* Begin *
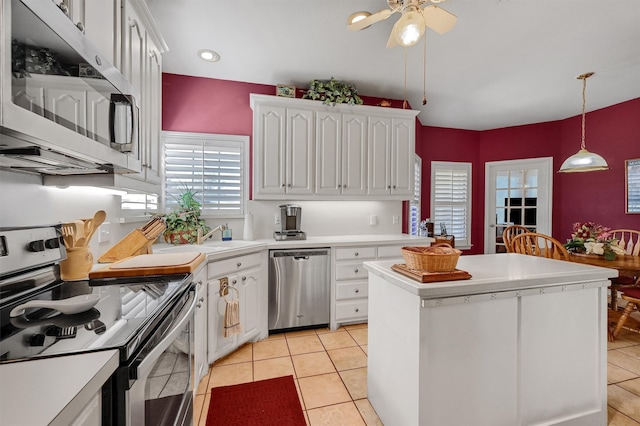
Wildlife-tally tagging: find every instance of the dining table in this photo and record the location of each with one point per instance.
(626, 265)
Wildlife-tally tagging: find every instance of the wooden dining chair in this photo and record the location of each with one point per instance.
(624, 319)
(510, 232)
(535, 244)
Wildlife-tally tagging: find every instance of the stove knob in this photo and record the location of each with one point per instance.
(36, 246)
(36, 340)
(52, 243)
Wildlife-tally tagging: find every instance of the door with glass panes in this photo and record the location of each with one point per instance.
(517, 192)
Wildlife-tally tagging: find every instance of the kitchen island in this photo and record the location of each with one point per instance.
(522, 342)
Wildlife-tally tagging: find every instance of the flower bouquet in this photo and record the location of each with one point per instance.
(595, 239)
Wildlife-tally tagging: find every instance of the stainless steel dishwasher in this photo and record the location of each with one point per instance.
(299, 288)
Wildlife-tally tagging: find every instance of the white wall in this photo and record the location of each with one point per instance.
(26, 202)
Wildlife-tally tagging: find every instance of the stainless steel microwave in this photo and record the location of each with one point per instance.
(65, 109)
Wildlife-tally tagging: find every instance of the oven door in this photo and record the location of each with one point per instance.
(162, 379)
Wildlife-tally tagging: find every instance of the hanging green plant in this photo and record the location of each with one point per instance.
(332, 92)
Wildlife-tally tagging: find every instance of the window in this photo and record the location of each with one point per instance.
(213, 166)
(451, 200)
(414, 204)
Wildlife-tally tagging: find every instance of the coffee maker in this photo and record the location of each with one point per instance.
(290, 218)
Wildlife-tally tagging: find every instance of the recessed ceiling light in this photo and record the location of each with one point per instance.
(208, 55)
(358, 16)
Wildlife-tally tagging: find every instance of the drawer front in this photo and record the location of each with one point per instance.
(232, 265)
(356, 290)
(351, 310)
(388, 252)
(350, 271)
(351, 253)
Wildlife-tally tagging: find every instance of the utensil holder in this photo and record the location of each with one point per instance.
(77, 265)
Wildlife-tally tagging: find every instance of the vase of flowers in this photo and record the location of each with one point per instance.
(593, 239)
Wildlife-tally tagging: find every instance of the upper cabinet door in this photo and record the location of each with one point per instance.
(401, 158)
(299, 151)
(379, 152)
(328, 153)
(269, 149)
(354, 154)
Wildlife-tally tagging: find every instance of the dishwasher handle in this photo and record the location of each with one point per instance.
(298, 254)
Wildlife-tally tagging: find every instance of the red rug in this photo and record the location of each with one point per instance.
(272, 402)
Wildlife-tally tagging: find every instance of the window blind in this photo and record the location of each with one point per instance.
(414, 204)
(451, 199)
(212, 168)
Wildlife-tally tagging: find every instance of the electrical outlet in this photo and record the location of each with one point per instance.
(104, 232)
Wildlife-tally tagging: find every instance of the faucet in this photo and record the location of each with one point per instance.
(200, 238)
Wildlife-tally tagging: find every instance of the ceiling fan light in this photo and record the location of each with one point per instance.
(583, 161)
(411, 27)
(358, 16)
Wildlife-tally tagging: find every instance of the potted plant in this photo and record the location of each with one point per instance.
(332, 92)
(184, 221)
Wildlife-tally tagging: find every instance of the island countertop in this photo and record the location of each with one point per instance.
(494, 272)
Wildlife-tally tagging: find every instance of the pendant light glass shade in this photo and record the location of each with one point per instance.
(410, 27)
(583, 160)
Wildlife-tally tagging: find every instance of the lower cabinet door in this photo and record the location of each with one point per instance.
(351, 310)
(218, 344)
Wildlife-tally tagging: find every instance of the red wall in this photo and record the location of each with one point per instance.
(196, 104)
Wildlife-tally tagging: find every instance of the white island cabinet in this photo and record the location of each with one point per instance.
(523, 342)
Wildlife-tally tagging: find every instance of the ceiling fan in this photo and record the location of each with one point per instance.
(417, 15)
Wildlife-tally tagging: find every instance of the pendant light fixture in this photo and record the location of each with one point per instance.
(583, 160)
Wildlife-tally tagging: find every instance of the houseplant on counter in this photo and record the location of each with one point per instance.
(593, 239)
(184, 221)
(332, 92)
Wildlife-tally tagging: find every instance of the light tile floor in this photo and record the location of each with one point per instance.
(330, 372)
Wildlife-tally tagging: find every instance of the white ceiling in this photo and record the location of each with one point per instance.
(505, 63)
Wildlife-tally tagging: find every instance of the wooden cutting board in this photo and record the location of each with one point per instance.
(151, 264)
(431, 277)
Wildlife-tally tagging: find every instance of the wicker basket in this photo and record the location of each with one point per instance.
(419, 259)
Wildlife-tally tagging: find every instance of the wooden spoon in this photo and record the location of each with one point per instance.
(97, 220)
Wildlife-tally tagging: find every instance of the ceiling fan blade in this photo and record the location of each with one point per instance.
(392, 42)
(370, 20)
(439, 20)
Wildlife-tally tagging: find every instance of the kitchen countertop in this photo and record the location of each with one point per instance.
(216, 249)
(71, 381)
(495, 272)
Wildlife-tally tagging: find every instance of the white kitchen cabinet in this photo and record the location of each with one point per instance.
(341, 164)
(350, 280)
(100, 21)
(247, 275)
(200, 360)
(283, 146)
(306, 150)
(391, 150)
* End *
* Begin *
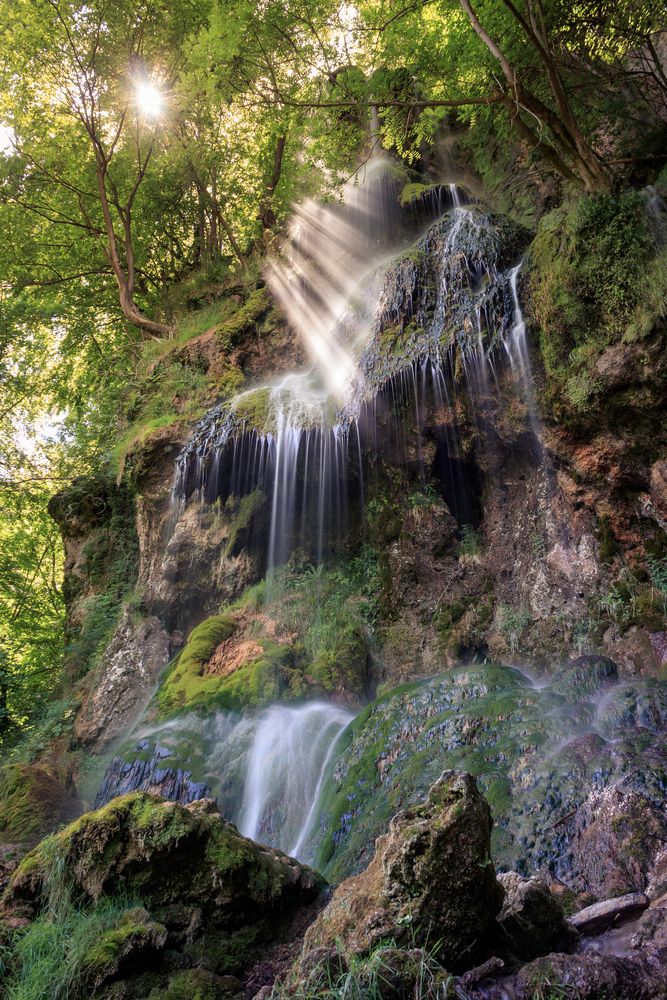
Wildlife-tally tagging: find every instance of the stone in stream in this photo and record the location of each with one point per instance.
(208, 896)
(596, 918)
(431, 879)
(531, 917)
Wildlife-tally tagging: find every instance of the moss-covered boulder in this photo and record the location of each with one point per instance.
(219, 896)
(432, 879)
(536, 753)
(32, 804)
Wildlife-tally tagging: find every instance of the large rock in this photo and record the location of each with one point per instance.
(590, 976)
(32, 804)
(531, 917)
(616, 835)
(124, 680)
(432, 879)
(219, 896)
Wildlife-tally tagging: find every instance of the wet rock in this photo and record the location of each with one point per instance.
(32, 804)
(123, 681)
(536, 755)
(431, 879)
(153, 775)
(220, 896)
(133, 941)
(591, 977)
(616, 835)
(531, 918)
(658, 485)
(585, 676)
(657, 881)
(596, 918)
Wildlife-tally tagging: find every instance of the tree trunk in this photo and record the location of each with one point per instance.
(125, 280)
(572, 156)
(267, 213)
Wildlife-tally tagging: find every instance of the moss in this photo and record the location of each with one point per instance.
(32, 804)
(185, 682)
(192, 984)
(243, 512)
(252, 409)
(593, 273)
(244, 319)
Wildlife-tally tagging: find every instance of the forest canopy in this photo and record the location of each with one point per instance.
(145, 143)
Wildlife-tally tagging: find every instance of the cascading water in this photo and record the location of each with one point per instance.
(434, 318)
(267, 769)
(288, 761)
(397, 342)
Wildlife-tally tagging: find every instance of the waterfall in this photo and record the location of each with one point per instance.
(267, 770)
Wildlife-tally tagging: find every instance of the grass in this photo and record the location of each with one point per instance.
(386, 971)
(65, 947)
* End *
* Begin *
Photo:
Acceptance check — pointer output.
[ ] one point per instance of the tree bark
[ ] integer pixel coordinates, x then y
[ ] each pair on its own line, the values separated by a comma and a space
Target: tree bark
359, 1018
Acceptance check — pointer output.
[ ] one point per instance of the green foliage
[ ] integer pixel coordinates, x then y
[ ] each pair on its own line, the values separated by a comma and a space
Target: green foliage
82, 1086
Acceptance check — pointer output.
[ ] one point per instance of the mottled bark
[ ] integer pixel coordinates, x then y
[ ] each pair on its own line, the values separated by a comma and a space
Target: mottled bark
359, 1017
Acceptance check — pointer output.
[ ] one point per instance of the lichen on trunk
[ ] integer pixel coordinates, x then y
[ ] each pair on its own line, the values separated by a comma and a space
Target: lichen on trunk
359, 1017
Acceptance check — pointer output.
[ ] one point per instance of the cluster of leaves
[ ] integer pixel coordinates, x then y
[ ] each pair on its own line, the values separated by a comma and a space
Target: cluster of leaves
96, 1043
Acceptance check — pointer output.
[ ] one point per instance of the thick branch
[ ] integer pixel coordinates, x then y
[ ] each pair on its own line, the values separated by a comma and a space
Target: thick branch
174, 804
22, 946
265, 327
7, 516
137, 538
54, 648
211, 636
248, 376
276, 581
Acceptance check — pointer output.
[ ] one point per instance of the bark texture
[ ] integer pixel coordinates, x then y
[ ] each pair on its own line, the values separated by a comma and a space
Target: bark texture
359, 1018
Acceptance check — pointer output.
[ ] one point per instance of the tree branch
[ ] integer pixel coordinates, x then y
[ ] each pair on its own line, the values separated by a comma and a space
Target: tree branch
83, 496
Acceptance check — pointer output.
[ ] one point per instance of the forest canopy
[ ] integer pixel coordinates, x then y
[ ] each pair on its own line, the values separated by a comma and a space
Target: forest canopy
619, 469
* End *
= Exercise goal =
Determine how many lines in the entries above contain the word "white", and reply with that number alone.

= Problem solution =
4